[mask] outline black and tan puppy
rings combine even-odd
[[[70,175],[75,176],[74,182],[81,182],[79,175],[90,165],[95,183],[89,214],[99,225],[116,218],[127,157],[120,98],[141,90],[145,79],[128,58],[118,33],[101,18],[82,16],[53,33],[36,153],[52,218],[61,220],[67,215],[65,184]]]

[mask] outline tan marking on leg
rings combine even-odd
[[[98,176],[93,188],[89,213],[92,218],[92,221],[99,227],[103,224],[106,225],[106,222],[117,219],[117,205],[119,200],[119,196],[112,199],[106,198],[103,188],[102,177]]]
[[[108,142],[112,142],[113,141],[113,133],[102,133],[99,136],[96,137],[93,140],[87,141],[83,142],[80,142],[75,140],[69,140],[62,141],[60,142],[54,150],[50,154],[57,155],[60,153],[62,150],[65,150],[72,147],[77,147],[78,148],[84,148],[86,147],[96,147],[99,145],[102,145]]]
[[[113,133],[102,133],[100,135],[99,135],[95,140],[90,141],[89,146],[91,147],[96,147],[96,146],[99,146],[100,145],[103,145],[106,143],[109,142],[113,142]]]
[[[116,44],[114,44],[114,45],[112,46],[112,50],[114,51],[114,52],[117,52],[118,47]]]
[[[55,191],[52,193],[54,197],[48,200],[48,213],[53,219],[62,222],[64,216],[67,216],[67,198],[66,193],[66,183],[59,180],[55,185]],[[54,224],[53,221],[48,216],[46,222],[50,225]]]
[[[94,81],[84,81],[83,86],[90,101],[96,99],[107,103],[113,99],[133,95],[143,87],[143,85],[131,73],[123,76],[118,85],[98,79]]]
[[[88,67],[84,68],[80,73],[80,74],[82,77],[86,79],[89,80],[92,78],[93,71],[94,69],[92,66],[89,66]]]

☆ ☆ ☆

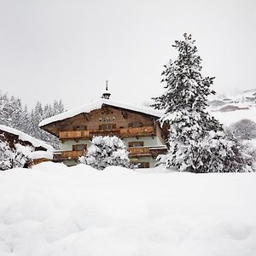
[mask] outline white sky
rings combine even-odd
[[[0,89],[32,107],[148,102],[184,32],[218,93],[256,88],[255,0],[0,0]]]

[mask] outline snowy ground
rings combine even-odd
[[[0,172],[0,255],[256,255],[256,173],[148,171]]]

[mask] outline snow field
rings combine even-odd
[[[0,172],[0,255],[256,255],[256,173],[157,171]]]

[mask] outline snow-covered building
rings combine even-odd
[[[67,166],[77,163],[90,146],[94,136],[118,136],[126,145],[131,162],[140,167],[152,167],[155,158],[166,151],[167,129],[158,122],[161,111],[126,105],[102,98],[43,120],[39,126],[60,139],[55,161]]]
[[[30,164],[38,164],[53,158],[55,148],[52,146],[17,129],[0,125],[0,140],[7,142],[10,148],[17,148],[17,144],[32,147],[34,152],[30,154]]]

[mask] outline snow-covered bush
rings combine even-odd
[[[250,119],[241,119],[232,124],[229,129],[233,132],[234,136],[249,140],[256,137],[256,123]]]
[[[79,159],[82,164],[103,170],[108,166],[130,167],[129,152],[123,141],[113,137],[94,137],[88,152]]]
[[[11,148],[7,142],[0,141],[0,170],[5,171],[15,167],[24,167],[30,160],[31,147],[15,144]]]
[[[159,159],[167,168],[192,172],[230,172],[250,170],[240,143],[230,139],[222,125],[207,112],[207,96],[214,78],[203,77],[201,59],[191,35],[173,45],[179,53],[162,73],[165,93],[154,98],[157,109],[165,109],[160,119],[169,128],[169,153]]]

☆ ☆ ☆

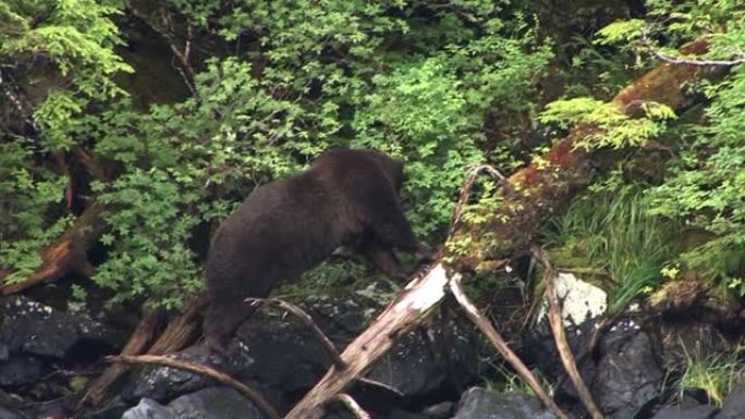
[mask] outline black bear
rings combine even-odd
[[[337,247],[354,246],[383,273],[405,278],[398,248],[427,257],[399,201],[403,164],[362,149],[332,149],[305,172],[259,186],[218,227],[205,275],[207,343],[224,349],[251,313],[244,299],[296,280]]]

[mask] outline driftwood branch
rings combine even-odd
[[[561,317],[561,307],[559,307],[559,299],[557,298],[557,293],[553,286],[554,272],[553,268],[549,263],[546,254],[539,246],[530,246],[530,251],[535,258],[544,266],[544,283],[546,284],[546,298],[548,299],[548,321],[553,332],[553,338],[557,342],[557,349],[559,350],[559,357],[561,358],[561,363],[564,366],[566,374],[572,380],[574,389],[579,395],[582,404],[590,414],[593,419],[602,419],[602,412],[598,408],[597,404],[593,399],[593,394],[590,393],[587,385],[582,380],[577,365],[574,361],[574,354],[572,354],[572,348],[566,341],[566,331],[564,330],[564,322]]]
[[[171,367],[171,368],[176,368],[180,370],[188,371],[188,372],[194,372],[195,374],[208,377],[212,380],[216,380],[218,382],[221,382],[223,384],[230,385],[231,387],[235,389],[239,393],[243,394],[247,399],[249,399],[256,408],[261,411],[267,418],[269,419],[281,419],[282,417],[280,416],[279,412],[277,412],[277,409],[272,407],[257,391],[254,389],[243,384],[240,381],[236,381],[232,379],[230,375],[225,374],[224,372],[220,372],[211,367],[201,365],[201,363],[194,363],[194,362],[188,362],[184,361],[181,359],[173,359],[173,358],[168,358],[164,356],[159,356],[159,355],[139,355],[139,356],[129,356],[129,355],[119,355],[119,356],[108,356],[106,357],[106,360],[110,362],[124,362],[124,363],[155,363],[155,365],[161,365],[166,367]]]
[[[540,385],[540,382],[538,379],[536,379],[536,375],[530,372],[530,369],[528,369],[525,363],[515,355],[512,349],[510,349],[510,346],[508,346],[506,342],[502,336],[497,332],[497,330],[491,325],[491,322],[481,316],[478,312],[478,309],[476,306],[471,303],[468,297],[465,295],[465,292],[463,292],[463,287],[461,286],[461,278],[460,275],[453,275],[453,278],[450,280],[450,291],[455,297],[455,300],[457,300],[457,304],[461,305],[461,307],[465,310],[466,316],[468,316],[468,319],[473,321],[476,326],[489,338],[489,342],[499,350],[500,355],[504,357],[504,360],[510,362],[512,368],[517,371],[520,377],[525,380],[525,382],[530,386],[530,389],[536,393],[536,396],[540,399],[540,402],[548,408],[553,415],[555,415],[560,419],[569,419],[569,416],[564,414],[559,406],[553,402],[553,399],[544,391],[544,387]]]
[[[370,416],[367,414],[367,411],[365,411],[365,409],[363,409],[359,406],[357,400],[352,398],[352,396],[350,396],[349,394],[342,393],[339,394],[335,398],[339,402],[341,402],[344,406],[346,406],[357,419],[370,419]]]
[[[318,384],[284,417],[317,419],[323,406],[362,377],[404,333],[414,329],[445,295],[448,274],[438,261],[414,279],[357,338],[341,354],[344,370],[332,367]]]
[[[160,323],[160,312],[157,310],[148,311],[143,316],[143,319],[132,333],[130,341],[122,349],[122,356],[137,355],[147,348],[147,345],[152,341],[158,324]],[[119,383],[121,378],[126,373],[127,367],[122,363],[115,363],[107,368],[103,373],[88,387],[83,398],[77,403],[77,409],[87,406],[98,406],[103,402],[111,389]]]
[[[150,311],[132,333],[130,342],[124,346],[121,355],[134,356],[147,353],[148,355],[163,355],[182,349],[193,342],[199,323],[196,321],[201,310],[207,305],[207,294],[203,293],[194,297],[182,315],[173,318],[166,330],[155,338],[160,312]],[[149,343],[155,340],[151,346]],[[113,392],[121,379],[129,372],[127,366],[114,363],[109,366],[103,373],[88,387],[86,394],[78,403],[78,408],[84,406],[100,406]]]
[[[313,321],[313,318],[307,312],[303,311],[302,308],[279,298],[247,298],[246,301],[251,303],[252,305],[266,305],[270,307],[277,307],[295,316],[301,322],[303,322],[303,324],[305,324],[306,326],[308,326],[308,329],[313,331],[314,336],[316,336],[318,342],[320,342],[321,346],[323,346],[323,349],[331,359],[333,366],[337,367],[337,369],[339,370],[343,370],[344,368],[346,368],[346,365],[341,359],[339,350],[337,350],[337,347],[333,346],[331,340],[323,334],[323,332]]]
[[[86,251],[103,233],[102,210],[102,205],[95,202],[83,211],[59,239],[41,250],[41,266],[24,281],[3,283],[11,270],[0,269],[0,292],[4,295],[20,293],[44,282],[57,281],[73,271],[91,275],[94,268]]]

☆ ☆ ☆

§ **Task to carry out**:
Which lines in the records above contain the string "outline"? Find each one and copy it in full. Case counts, so a line matches only if its capitalization agrees.

§ **Completed exercise**:
[mask] outline black and tan puppy
[mask] outline tan marking on leg
[mask] outline white sky
[mask] outline snowy ground
[mask] outline snow field
[mask] outline snow-covered building
[mask] outline snow-covered bush
[mask] outline black bear
[mask] outline driftwood branch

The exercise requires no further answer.